==== Text excerpt

1st Chief Information Commissioner of India
- In office 26 October 2005 – 19 September 2010
- Preceded by: Position Established
- Succeeded by: A. N. Tiwari

Personal details
- Born: 30 September 1945 (age 80)
- Parents: Enaith Habibullah (father); Hamida Habibullah (mother);

= Wajahat Habibullah =

Indian politician

Wajahat Habibullah (born 30 September 1945) is the former chairperson of the National Commission for Minorities. Prior to this, he held the position of the first Chief Information Commissioner of India. He was an officer of the Indian Administrative Service (IAS) from 1968 until his retirement in August 2005. He was also Secretary to the Government of India in the Ministry of Panchayati Raj (Local Government).

========
==== Data rows

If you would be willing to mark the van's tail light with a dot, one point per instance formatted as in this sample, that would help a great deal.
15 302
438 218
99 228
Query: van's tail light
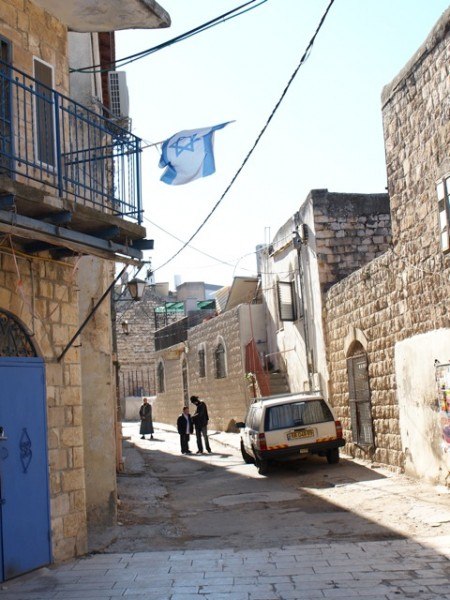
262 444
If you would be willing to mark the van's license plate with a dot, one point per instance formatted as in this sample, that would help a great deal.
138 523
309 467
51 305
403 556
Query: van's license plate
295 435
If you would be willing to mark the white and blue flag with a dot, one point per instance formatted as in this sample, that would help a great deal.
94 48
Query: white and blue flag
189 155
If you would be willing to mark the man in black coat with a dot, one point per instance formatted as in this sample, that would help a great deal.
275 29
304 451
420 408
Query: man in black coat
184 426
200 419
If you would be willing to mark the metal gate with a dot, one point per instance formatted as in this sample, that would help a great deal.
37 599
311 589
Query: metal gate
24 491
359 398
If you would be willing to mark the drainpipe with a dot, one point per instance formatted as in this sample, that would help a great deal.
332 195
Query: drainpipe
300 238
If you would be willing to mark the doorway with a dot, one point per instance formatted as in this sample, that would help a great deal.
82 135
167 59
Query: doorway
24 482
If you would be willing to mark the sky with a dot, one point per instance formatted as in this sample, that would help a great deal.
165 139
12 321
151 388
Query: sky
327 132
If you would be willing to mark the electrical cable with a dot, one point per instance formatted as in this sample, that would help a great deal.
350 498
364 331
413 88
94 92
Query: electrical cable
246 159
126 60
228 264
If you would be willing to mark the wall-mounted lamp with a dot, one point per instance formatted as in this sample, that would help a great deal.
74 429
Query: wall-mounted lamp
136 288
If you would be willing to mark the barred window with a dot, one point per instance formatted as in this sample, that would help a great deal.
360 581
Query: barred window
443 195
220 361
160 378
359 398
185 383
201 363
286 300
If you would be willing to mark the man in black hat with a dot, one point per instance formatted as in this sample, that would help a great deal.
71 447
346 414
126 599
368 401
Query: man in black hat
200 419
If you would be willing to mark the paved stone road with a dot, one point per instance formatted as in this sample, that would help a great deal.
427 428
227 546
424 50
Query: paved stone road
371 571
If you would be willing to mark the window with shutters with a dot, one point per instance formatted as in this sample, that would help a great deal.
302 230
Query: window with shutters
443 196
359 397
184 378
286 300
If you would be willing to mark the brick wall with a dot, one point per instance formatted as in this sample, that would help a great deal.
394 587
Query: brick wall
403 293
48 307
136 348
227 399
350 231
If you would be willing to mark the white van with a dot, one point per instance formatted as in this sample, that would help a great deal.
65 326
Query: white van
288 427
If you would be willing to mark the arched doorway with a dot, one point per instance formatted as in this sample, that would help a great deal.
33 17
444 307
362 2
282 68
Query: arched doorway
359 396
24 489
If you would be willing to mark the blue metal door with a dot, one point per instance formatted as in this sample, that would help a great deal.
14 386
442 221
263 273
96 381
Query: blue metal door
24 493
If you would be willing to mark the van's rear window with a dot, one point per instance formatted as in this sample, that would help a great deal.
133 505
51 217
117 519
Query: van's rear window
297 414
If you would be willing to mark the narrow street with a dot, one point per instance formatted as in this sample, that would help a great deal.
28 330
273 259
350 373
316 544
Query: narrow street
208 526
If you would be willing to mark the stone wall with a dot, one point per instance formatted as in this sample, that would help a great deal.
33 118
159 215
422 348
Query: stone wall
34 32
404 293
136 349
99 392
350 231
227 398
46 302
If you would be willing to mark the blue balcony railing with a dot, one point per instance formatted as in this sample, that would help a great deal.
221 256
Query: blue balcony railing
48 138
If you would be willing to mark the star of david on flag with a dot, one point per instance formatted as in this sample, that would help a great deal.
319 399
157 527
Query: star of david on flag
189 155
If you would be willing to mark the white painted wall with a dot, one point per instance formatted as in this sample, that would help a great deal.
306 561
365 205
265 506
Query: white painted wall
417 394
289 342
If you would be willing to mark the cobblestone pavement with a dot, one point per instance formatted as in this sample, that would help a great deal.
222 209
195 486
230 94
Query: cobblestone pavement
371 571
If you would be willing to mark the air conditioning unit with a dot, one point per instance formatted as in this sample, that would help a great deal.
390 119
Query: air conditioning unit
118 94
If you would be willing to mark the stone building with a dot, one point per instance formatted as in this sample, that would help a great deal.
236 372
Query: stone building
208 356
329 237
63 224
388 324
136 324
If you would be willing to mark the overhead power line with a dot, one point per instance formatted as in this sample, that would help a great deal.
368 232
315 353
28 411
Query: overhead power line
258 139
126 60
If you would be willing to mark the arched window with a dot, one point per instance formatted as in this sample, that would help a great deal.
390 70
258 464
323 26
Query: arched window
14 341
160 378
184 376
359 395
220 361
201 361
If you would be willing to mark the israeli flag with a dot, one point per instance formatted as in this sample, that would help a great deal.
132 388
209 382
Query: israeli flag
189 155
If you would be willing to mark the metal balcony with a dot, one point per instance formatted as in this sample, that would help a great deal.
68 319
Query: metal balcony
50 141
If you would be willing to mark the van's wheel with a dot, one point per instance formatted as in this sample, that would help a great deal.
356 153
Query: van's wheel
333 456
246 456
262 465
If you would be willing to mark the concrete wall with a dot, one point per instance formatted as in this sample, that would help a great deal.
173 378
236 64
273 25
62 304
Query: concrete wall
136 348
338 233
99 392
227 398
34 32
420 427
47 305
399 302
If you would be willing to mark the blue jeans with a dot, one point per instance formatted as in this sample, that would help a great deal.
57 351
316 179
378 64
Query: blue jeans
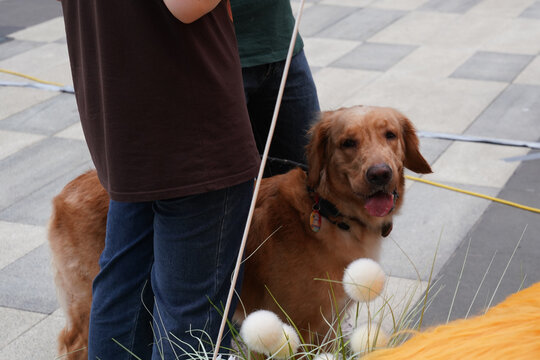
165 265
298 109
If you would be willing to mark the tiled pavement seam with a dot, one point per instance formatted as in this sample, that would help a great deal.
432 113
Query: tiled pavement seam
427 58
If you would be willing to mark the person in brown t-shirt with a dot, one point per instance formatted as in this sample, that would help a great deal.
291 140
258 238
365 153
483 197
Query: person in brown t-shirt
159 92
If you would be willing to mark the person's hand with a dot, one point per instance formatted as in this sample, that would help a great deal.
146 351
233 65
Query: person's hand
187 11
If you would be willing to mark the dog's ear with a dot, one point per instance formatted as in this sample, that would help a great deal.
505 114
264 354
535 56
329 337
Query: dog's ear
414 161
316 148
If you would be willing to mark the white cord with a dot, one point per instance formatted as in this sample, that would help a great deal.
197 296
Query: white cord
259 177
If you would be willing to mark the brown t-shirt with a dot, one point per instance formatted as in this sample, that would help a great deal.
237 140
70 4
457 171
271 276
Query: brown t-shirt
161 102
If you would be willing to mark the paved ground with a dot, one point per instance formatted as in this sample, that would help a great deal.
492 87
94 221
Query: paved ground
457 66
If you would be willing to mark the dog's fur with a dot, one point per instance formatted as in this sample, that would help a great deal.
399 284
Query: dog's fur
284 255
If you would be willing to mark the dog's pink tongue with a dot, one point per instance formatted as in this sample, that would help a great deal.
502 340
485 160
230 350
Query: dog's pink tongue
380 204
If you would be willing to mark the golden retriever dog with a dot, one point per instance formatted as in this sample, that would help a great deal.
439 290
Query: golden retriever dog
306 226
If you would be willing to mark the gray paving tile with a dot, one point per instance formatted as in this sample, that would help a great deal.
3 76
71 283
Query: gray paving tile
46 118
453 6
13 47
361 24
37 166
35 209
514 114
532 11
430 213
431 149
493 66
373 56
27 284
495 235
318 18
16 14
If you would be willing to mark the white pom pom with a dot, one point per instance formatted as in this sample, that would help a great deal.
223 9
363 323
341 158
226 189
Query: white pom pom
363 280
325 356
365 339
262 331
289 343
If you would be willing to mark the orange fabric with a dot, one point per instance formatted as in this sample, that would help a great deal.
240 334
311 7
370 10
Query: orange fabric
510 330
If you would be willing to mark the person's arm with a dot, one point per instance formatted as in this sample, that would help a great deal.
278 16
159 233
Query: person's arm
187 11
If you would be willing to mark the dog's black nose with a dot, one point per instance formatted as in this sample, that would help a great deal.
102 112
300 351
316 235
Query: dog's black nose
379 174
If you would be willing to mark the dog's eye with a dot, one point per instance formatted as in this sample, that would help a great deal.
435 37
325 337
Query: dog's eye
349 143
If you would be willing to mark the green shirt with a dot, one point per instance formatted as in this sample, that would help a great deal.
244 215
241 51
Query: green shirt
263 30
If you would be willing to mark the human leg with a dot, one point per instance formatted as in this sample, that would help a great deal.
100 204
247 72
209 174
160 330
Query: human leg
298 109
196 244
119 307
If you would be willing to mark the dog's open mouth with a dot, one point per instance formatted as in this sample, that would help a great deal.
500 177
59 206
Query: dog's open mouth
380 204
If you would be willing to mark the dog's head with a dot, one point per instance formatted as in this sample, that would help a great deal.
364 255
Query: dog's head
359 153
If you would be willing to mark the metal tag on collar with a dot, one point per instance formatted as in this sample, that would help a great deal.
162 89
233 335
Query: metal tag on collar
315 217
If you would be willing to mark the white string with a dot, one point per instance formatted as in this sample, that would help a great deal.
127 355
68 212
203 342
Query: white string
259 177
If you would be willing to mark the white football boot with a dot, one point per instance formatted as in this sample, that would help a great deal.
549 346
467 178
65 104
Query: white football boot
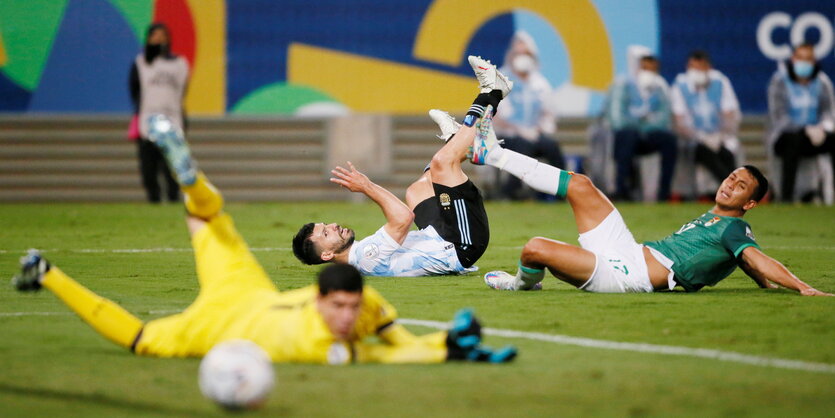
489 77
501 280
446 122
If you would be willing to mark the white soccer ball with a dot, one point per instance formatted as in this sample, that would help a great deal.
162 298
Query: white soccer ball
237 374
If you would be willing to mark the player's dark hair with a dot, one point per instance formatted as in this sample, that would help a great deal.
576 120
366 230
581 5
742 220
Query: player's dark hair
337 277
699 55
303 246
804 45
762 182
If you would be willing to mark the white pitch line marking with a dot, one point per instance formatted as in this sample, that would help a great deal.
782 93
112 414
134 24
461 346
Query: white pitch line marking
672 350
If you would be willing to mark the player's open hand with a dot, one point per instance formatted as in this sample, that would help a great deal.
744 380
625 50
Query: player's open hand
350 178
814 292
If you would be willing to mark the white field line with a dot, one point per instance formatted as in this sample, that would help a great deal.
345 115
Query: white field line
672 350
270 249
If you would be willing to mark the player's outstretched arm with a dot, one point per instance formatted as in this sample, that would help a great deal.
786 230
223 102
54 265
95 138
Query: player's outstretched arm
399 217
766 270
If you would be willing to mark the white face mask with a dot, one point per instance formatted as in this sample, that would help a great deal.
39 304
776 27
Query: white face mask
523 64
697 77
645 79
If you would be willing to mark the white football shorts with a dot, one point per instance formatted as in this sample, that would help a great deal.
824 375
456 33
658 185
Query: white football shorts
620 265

========

**Given task**
Return the part of the Wajahat Habibullah text between "Indian politician" and "Raj (Local Government).", inclusive, copied word for word.

**Task solution**
Indian politician

Wajahat Habibullah (born 30 September 1945) is the former chairperson of the National Commission for Minorities. Prior to this, he held the position of the first Chief Information Commissioner of India. He was an officer of the Indian Administrative Service (IAS) from 1968 until his retirement in August 2005. He was also Secretary to the Government of India in the Ministry of Panchayati Raj (Local Government).